--- FRAGMENTO PARA LEER ---
En las lecturas
de este domingo tenemos tres modelos de personas que aceptaron la vocación a la
santidad que Dios les dio, reconociendo inicialmente su incapacidad para
conseguirlo. Estas tres personas - Isaías, san Pablo y San Pedro - fueron
llamadas por Dios a conseguir la santidad mediante la predicación de la palabra
de Dios. Las tres respondieron positivamente a la llamada de Dios, a la
vocación; cada una desde sus concretas y particulares circunstancias
personales.
La
primera lectura del Profeta Isaías nos enseña que, si creemos y sabemos que no
estamos preparados para cumplir la misión que Dios nos encarga, Él mismo nos
ayudará. Pero tenemos que dejar ayudar. El profeta Isaías es un buen ejemplo
para nosotros. Reconoció humildemente su impureza y su incapacidad personal,
pero ofreció a Dios su disponibilidad para cumplir con la vocación de profeta
que el Señor le pedía.
San
Pablo pasó de perseguidor a perseguido, de heterodoxo del judaísmo a contrario
profundo de la ley hebrea. Tenía que dejarse llevar –también contra todo
pronóstico—como un inválido, no como un aguerrido perseguidor , a Damasco y
allí esperar. Podría haberse negado y, mejor o peor, seguir su camino y cumplir
la otra misión: la de perseguir a los seguidores de Cristo.
San
Pedro, atónito y asustado, por el portentoso milagro que acaba de ver, se
arrojó a los pies del Señor para reconocer que él no era la persona apropiada,
para el encargo que le proponía Jesús y se declara pecador… El Maestro le dice,
simplemente, “no temas, yo te haré pescador de hombres”.
"Él año de la muerte del
rey Ozías, vi al Señor sentado sobre un trono alto y
excelso: la orla de su manto llenaba el templo" (Is
6, 1).
Isaías contempla, entre extasiado y atónito, el grandioso espectáculo que se
despliega ante sus ojos. Los cielos se han abierto, todo ha desaparecido de su
vista, las cosas terrenas han quedado bañadas por la brillante policromía del
mundo de la luz. Y allá, en lo alto, en lo más excelso, está sentado el Señor,
llenando con su esplendor el recinto del templo.
"¡Santo, santo, santo, el Señor de los
ejércitos, la tierra está llena de su gloria...! Y temblaban las jambas de las
puertas al clamor de sus voces, y el templo estaba lleno de humo". El
profeta exclama asustado: " ¡Ay de mí, estoy perdido! Yo hombre, de
labios impuros… Escuché la voz del Señor que decía: ¿a quién mandaré? ¿Quién ira por mí? Contesté: aquí estoy, mándame. El profeta
Isaías se siente abrumado ante el enorme contraste entre su insignificancia e
indignidad y la dignidad y grandeza de la misión que se le confía: anunciar con
sus propios labios la palabra de Dios. Y es que resulta carga excesiva el que
la palabra humana sea vehículo de la palabra de Dios. Este mismo es el riesgo y
la osadía de todo el pueblo de Dios, a quien se le ha confiado la misión
profética: que, siendo pecadores, tenemos que ser mensajeros del evangelio. El
profeta se serena y cobra ánimos cuando sabe que es Dios mismo quien le
purifica y capacita para la misión. El profeta acepta voluntariamente la misión
que se le encomienda: "Aquí estoy,
mándame".
---
** OBJETIVO DE LA TAREA **
Transcribe el pasaje del texto sobre las lecturas del domingo, empezando en "En las lecturas" y terminando en "personales.". Este listado no desempeña ningún papel aquí.
--- REGISTROS DE DATOS ---
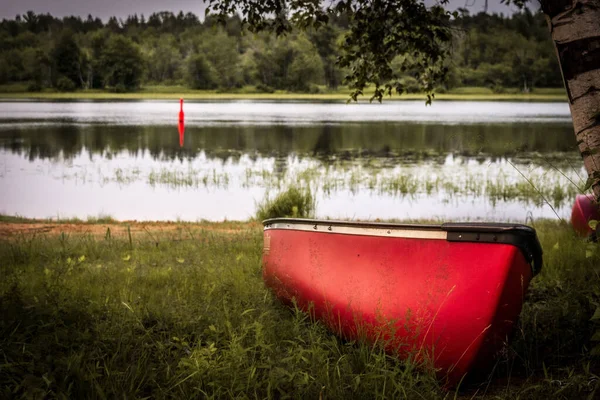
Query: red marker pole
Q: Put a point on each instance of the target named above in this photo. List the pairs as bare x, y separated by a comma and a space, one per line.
181, 124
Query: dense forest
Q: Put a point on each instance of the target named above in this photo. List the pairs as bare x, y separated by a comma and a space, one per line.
40, 51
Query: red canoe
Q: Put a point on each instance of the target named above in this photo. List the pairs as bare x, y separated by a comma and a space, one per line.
585, 209
450, 294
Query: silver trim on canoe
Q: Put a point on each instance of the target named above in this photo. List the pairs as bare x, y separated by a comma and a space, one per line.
365, 230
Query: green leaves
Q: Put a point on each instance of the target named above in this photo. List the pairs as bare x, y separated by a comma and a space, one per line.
378, 32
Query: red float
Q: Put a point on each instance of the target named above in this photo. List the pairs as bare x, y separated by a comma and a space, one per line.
181, 126
447, 294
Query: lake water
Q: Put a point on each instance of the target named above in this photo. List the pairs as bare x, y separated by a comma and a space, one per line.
403, 160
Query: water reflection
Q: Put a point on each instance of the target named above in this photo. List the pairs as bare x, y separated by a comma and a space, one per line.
451, 161
349, 141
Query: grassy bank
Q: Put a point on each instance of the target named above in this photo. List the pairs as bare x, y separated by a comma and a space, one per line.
19, 92
184, 313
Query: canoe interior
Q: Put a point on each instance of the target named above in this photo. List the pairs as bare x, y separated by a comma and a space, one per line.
447, 294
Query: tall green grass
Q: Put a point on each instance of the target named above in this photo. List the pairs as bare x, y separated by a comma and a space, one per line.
186, 315
181, 316
294, 202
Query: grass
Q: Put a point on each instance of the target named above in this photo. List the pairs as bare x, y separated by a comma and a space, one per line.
16, 91
100, 219
293, 202
187, 315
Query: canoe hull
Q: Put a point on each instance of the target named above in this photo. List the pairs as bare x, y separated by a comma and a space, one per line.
451, 303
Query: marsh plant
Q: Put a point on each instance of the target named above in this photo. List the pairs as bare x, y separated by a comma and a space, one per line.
295, 202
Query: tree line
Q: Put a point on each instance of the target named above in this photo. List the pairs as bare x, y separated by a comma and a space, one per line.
42, 51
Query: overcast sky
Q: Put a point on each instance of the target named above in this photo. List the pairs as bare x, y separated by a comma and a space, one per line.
123, 8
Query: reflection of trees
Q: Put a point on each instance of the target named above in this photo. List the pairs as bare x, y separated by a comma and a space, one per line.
352, 140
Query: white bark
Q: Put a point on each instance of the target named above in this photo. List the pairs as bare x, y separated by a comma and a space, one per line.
575, 29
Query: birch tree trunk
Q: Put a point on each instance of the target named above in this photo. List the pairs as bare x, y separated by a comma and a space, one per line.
575, 29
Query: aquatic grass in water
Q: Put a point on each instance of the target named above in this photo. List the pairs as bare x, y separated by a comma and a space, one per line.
294, 202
---
** TAREA COMPLETADA **
En las lecturas
de este domingo tenemos tres modelos de personas que aceptaron la vocación a la
santidad que Dios les dio, reconociendo inicialmente su incapacidad para
conseguirlo. Estas tres personas - Isaías, san Pablo y San Pedro - fueron
llamadas por Dios a conseguir la santidad mediante la predicación de la palabra
de Dios. Las tres respondieron positivamente a la llamada de Dios, a la
vocación; cada una desde sus concretas y particulares circunstancias
personales.